» **The problem**
Can you output every line of the data below unchanged, leaving the pictures out?

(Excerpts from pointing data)
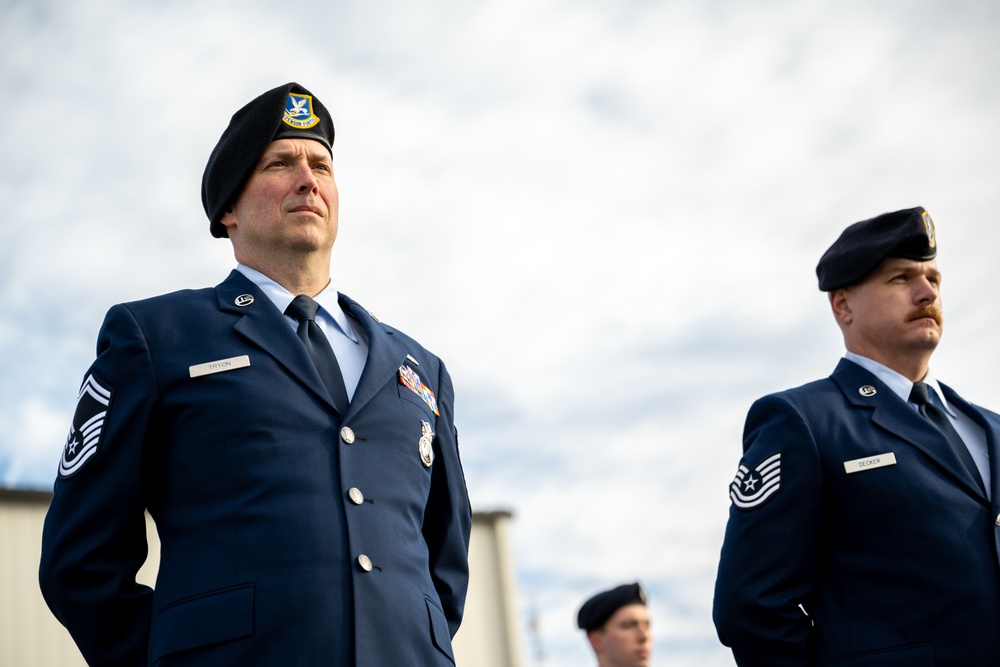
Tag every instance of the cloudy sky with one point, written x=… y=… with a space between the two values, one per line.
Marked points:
x=603 y=214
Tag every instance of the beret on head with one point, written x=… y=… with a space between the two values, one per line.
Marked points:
x=598 y=609
x=864 y=245
x=286 y=112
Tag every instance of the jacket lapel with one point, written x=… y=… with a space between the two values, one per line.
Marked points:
x=263 y=325
x=992 y=437
x=385 y=356
x=891 y=413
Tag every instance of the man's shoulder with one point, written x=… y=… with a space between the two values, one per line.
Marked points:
x=360 y=312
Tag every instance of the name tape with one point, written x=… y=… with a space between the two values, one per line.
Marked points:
x=870 y=463
x=219 y=366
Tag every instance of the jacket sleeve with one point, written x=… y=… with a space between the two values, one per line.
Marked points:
x=448 y=515
x=768 y=564
x=94 y=538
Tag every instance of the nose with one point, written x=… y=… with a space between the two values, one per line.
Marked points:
x=307 y=180
x=926 y=292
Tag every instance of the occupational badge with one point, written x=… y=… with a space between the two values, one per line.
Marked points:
x=85 y=433
x=424 y=445
x=298 y=112
x=752 y=488
x=409 y=378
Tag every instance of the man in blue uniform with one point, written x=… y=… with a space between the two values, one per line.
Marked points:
x=298 y=456
x=617 y=625
x=865 y=519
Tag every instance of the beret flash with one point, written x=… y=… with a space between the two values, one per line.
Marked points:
x=597 y=610
x=864 y=245
x=286 y=112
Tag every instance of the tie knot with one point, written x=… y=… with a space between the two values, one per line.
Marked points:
x=302 y=308
x=919 y=393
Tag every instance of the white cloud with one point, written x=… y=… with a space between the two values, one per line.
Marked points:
x=604 y=216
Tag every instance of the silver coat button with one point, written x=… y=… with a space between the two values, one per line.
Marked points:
x=365 y=562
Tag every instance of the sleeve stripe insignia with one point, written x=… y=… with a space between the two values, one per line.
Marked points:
x=88 y=426
x=409 y=378
x=751 y=488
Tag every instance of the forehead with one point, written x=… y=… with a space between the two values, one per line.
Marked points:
x=902 y=264
x=630 y=612
x=295 y=147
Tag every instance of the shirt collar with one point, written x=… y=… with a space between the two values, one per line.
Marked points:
x=328 y=299
x=899 y=384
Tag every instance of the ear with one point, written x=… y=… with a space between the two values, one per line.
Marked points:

» **Task solution**
Tag every instance of the cloudy sky with one point, written x=… y=… with a space between the two values, one per line.
Marked points:
x=603 y=214
Tag every instance of the beret on head with one point, written x=… y=… with a space between the two values, one per line.
Marked points:
x=598 y=609
x=864 y=245
x=286 y=112
Tag every instance of the jacket lapel with one point, written x=… y=… with a space between the two values, one per line.
Marked points:
x=263 y=325
x=992 y=437
x=385 y=356
x=891 y=413
Tag every instance of the man's shoulder with one point, written x=… y=… with a space between the two values, one per line.
Marked points:
x=360 y=312
Tag every instance of the name tape with one point, written x=… y=… with a space between the two values, one per line.
Marked points:
x=870 y=463
x=219 y=366
Tag every instance of the jacket sleeve with one point, written x=… y=… with a space between the two values, one per line.
Marked points:
x=448 y=515
x=768 y=564
x=94 y=538
Tag every instance of the nose with one point, written x=… y=… with a space between the two values, one per line.
Marked points:
x=307 y=180
x=926 y=292
Tag every instance of the occupational badge with one point, written x=… y=… with a space between the two values, one per line.
Marked points:
x=85 y=433
x=424 y=445
x=298 y=112
x=752 y=488
x=409 y=378
Tag every instance of the man in blue uniform with one point, written x=… y=… with a space between the two values, one per line.
Marked points:
x=298 y=456
x=617 y=625
x=865 y=519
Tag every instance of the beret flash with one point, written x=… y=… with a space between the two values, one per line.
Marked points:
x=597 y=610
x=864 y=245
x=286 y=112
Tag every instance of the tie knot with one point, written x=… y=… with a space between the two values, one per line.
Marked points:
x=302 y=308
x=919 y=393
Tag every instance of the white cloud with one point, written x=… y=… with a space between the two values, one per line.
Marked points:
x=604 y=216
Tag every instance of the silver coat button with one point, written x=… y=… with a space between the two values, one per line.
Marked points:
x=365 y=562
Tag every instance of the sleeve stripe insignia with one point, written x=… y=… with a space between the two values, one per line.
Marked points:
x=88 y=426
x=409 y=378
x=751 y=488
Tag every instance of the forehead with one point, written x=… y=… with a space between the two values, one per line.
Marked points:
x=902 y=264
x=630 y=612
x=295 y=147
Tag every instance of the shirt collar with one point, written x=… y=… with a space between the two values, one per line.
Marked points:
x=328 y=299
x=899 y=384
Tag every instance of the ear with one point, written x=… y=… with a space between the two values, one per line.
Marked points:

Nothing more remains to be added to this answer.